Exercise set>
- a) The book description ends with a quoted passage. List every noun in that passage that names something written or a surface for writing.
- b) Extend the book description about the novel set in the underground compound, continuing on from its final line.

Quoted passage>
***

Heidegger's Glasses by Thaisa Frank takes place during World War II, as a group of Jews live underground in a converted mine, called the compound, as scribes, translating and answering letters written to the dead. These Jews were saved because of their knowledge of multiple languages, and as a result of the Third Reich's reliance on occult, they are responsible for ensuring that the dead get their replies. They also help perpetuate the impression that people aren't actually dying at concentration camps. However when the philosopher Martin Heidegger writes a letter to his optometrist, a man now dying at Auschwitz, who is able to reply? The answer to this question results in a series of events which will change the course of history for those who live at the compound."Sometimes he liked to imagine that each star was a word, and the sky was a piece of paper. Then the stars unfurled into a phrase- a proclamation for just one night."

***

Rows>
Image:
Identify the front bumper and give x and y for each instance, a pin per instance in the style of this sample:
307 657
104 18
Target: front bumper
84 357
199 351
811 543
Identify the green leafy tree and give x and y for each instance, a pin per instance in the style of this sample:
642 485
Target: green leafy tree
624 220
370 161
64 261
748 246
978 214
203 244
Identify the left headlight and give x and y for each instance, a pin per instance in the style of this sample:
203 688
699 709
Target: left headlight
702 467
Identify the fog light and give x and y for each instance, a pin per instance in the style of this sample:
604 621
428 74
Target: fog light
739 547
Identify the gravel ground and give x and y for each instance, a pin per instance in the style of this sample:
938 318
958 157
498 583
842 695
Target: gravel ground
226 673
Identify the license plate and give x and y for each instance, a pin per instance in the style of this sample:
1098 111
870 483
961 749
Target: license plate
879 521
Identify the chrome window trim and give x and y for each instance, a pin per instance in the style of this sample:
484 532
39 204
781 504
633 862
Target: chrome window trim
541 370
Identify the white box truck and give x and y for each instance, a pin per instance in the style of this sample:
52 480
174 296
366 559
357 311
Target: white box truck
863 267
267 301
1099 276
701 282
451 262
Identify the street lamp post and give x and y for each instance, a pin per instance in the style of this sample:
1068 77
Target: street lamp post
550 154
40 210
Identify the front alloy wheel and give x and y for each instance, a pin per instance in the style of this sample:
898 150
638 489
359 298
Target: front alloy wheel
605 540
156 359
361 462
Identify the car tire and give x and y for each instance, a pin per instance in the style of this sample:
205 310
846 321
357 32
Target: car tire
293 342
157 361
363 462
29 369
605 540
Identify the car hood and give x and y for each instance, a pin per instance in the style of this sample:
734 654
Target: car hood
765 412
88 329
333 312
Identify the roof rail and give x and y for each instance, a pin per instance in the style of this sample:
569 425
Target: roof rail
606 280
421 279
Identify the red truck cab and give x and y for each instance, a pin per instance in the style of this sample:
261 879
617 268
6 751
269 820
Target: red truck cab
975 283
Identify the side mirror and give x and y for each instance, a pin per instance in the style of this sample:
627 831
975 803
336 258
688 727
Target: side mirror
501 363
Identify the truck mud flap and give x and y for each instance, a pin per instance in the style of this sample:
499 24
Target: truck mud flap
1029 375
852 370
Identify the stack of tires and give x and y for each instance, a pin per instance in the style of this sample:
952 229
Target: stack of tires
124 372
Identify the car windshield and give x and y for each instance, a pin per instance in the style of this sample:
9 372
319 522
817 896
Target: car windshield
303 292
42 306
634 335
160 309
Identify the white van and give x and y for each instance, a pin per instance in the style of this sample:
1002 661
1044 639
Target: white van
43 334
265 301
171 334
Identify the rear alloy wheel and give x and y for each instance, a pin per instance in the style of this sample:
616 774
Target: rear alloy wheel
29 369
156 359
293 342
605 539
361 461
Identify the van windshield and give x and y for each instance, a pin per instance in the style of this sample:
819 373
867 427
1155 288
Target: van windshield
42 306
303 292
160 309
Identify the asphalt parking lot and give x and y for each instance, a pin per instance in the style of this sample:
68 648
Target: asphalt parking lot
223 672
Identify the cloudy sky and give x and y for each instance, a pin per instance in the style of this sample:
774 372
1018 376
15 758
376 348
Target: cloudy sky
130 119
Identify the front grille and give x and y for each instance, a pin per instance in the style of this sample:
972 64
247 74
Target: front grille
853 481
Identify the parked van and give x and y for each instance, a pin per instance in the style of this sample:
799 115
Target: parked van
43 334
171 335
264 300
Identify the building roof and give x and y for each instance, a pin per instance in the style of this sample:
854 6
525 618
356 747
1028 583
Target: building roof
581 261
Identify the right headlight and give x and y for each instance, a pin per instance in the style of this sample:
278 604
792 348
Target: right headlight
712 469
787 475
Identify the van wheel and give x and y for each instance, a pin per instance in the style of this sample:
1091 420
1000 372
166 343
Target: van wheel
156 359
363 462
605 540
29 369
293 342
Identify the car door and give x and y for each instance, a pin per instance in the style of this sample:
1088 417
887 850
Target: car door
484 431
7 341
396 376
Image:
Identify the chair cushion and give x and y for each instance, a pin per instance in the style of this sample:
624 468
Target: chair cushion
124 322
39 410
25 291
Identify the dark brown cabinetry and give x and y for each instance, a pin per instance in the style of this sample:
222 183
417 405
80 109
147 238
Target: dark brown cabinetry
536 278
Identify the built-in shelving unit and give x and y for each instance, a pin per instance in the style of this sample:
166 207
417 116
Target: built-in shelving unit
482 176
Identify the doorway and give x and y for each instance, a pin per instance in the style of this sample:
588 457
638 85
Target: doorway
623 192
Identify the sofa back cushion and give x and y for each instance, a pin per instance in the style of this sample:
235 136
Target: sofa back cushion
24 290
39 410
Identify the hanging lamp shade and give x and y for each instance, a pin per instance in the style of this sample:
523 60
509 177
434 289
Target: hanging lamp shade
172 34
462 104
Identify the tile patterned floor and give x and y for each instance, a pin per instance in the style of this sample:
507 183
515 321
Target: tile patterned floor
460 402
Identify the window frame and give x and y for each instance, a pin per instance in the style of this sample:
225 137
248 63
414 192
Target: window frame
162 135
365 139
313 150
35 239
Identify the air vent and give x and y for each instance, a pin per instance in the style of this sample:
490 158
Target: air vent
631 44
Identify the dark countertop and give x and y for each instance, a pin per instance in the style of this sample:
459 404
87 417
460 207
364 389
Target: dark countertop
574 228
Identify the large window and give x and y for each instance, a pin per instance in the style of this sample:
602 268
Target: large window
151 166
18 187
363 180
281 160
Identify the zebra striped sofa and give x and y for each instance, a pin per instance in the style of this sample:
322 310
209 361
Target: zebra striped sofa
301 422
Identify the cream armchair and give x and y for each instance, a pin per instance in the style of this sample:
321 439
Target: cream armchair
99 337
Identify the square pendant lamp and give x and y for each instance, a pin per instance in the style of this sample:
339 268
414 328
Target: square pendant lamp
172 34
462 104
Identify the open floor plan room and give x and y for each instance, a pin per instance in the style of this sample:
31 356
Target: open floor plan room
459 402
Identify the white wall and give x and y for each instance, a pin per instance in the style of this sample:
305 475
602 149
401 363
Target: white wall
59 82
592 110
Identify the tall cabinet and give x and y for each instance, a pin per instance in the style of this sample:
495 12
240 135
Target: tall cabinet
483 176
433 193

***

Expected results>
- a) word, paper, phrase, proclamation

- b)
This book fell somewhere in the middle ground for me- I admired the research and details that went into the story, as well Frank's technically expert writing. I especially appreciated the fact that Heidegger's Glasses is a book, which despite being on a very popular topic, takes a look at a less known perspective of World War II, including a Nazi who tries to help Jews and wishes for Germany's defeat and Jews who escaped concentration camps. However, I did find the story itself slightly distant, at times I almost felt as if I was reading a script, and while I certainly feel it could make a fantastic film I didn't quite get the emotional connection to the characters that I craved.
In addition, without providing any spoilers, I found the abrupt time change at the end of the novel as well as the switch to a brand-new character slightly awkward and out of place. While the ending of Heidegger's Glasses did feel rushed, there were many beautiful scenes which I loved, the contemplations on the idea of always feeling near-death after an experience like being in a concentration camp, and how such a shocking horror divides the lives of the people who experience it into Before and After. There were some characters I wished to get to know better (like Maria, a woman who spends months living under the floor in hiding) and others I didn't care so much for including half a dozen romantic liasons happening in the compound between people I could never quite keep straight.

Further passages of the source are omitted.